**Article**
'''

I tend to listen to an audio-book while driving, read a paperback or thin hardcover on my lunch break and then save thicker hardcover books for at home. My copy of Kindred was a paperback so it was on the lunch rotation which meant it took me a lot longer to read than it deserved.
At this point I think we all know the gist of Butler’s Kindred but here is a quickie synopsis for the lone person who missed all the other reviews and/or Book Club discussion. Dana, an African-American woman from California, is transported back to the Antebellum South, namely the plantation in Maryland her ancestors are from. Each time her great-great-great grandfather, Rufus, has a near death experience Dana vanishes from her life in California and appears just in time to rescue him. Each time Dana goes back she gets stuck for an increasing amount of time which, as a modern black woman launched into the peak of slavery, puts her own life in danger.
“This is the biggest lot of abolitionist trash I ever saw.”
“No it isn’t,” I said. “That book wasn’t even written until a century after slavery was abolished.”
“Then why the hell are they still complaining about it?”
Dana is pretty open with Rufus and the slaves she meets on the plantation that she is from the future but she wisely keeps her bloodline a secret. Rufus doesn’t seem to question why Dana comes to save him which is pretty much Peak White Dude. Rufus, who is a young boy when he first meets Dana, is protective of her while also still having the mindset of a racist white slave owner. It is an interesting dynamic that becomes more intricate the longer they know each other.
I was really impressed with Dana’s foresight and planing, this is why I think our girl who have benefited from Google, since she altered her present day life in order to safely travel back to the past. She quickly assumed she would go again so she packed a Go Bag with personal care items as well as clothes and a knife.

'''

**Requests**
1. List the items Dana packs in her Go Bag, according to the Kindred review.
2. In the Kindred review, how is Rufus related to Dana?
3. Print the part of the Kindred review that opens with the words containing "Dana is pretty" and closes with "know each other.".
Work only from the Kindred review above.

**Data supplied**
'''

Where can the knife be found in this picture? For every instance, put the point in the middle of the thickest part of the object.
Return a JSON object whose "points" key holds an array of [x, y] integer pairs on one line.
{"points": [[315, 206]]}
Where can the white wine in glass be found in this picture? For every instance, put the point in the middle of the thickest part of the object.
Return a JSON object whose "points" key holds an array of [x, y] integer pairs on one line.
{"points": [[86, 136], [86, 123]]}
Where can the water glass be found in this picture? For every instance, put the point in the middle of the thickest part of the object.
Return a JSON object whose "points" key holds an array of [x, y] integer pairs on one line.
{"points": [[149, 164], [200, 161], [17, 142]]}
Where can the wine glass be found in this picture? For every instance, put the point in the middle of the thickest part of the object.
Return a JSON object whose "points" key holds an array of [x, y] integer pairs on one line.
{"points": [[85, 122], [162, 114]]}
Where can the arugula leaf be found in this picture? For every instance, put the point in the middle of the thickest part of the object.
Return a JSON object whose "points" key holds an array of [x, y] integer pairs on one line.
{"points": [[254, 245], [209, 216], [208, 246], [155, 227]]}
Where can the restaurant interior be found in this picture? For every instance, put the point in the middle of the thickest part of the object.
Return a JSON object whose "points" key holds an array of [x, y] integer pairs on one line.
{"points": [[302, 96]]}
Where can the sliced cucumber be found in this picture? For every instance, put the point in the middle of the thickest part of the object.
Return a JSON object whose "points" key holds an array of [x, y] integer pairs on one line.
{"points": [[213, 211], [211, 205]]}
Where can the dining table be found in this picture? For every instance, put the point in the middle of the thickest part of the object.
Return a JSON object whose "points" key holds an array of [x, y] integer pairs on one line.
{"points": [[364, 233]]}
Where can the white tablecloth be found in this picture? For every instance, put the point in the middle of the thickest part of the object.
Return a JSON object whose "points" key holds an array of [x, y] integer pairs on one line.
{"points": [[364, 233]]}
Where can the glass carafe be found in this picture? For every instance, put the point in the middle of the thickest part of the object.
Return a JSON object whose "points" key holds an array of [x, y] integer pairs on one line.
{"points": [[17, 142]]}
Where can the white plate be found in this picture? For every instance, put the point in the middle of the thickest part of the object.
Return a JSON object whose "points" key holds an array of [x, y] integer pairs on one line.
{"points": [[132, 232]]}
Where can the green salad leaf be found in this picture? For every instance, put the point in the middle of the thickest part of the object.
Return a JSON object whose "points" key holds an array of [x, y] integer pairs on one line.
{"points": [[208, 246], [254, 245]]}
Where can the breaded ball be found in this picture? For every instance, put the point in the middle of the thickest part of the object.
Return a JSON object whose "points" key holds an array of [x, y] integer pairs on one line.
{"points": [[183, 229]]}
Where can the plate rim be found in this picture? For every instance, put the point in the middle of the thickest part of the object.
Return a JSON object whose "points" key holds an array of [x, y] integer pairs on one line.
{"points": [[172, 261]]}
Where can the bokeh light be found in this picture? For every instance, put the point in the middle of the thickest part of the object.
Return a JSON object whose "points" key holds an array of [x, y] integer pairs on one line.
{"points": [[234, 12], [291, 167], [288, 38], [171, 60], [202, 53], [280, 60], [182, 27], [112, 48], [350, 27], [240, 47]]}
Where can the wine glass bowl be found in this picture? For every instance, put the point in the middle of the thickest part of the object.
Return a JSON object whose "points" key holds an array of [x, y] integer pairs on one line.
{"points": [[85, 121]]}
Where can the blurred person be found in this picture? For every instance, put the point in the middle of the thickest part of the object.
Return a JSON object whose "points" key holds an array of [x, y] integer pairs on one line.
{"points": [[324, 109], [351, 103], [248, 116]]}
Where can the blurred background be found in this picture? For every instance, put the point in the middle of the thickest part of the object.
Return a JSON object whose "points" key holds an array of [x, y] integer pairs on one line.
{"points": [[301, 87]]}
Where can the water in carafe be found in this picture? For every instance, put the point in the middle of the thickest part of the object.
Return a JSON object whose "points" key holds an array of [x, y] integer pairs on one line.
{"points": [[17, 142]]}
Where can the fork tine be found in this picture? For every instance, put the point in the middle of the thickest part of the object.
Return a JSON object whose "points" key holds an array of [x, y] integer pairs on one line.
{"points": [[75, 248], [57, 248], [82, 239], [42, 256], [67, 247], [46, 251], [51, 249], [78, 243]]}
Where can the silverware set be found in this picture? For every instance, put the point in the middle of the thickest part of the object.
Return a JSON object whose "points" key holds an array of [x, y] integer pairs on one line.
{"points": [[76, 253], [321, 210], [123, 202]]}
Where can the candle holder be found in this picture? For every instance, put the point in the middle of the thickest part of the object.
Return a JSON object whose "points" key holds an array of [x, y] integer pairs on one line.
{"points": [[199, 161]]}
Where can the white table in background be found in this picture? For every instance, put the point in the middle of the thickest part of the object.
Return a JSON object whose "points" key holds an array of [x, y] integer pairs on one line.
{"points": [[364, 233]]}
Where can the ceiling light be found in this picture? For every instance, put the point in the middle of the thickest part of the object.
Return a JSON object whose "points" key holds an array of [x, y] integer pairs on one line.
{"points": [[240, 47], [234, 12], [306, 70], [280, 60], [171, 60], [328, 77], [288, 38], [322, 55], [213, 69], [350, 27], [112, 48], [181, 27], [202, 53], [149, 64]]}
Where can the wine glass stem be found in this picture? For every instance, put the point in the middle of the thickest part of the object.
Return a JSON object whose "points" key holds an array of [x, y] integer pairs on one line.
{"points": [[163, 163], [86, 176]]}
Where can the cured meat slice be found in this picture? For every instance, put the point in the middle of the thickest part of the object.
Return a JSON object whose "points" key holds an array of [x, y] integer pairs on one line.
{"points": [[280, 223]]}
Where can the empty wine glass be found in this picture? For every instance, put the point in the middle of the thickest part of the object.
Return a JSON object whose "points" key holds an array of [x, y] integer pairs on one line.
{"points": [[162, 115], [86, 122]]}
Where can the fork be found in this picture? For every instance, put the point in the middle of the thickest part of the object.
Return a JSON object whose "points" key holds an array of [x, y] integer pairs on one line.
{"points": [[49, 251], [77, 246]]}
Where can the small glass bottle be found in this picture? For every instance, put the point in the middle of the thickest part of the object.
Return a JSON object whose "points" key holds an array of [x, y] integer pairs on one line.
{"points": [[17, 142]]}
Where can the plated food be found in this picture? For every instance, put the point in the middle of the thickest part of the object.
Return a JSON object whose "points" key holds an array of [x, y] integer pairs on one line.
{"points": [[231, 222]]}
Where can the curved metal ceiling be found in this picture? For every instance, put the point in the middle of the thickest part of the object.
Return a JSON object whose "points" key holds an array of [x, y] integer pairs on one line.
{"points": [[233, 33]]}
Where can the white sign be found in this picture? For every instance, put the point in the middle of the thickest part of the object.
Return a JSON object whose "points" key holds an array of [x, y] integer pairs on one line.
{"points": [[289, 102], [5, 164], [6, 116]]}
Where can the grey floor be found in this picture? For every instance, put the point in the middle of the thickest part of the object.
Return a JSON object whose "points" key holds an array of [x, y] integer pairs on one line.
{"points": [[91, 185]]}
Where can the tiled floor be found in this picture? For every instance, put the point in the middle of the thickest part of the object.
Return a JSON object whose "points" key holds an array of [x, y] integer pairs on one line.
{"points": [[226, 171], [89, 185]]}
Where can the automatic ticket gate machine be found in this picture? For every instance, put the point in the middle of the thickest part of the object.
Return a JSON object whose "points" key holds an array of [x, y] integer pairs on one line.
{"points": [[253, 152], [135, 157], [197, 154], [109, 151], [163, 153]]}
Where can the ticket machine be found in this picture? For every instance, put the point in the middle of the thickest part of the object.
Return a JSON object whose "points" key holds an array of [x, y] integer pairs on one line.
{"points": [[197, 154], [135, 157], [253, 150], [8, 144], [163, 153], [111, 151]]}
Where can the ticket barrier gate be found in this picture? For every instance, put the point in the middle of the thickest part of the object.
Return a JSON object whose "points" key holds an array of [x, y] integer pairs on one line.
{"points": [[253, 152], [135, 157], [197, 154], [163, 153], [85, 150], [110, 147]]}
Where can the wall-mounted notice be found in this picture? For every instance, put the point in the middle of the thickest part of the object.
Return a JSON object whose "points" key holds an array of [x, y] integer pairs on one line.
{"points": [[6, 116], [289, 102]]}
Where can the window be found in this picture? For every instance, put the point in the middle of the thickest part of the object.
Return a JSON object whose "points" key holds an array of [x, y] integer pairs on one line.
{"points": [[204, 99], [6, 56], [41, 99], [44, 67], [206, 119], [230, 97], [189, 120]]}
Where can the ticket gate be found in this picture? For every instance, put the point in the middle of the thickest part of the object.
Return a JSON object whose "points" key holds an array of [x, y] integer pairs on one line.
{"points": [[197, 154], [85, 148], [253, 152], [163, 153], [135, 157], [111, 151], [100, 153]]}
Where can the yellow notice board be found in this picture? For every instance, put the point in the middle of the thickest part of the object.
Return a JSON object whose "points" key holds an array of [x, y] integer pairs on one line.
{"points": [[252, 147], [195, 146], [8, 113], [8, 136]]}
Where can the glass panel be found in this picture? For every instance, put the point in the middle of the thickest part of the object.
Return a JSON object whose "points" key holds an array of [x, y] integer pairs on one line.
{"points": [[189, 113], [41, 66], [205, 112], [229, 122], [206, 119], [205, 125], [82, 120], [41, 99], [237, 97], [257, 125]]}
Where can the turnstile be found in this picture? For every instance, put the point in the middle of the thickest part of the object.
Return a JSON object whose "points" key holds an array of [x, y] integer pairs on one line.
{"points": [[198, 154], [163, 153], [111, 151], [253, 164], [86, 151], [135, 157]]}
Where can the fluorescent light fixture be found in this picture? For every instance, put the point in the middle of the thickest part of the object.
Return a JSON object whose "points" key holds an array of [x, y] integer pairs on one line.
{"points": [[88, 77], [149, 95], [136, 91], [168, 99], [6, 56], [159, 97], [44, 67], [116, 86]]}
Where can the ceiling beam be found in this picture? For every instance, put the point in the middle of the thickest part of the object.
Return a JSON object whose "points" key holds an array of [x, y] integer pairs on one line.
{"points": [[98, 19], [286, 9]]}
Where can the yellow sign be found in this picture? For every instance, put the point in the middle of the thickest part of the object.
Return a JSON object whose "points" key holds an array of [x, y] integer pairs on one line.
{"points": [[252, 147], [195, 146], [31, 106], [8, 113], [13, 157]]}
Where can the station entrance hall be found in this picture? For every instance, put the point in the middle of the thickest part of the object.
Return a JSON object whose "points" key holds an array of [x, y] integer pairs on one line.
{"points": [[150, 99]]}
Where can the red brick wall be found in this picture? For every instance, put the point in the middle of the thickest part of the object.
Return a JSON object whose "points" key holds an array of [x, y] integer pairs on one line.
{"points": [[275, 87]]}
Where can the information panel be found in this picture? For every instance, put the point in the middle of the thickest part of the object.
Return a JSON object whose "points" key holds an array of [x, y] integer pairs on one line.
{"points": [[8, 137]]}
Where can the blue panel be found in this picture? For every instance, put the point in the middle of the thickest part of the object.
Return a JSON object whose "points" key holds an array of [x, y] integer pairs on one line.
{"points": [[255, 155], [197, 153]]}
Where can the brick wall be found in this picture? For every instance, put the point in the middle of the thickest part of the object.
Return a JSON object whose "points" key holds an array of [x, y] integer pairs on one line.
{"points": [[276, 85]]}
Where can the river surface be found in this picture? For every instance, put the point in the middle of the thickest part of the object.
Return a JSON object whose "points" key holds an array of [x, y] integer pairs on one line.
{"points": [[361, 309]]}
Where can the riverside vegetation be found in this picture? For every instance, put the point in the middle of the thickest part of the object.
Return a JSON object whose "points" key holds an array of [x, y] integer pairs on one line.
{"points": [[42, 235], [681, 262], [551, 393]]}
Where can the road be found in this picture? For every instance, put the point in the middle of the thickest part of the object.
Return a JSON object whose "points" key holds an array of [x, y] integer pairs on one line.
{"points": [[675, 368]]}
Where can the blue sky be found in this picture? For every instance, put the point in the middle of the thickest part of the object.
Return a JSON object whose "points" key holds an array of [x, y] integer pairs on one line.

'''

**Outputs in order**
1. Personal care items, clothes, a knife

2. He is her great-great-great grandfather.

3.
Dana is pretty open with Rufus and the slaves she meets on the plantation that she is from the future but she wisely keeps her bloodline a secret. Rufus doesn’t seem to question why Dana comes to save him which is pretty much Peak White Dude. Rufus, who is a young boy when he first meets Dana, is protective of her while also still having the mindset of a racist white slave owner. It is an interesting dynamic that becomes more intricate the longer they know each other.